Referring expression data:
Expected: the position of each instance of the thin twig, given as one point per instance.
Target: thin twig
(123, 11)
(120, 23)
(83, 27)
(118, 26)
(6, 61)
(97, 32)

> _EXERCISE INSTRUCTIONS_: Reproduce the records in full, exactly as written.

> _EXERCISE ANSWER_:
Expected: the position of each instance of the thin twig, given as one point per instance.
Target: thin twig
(123, 11)
(120, 23)
(83, 27)
(118, 26)
(6, 61)
(97, 32)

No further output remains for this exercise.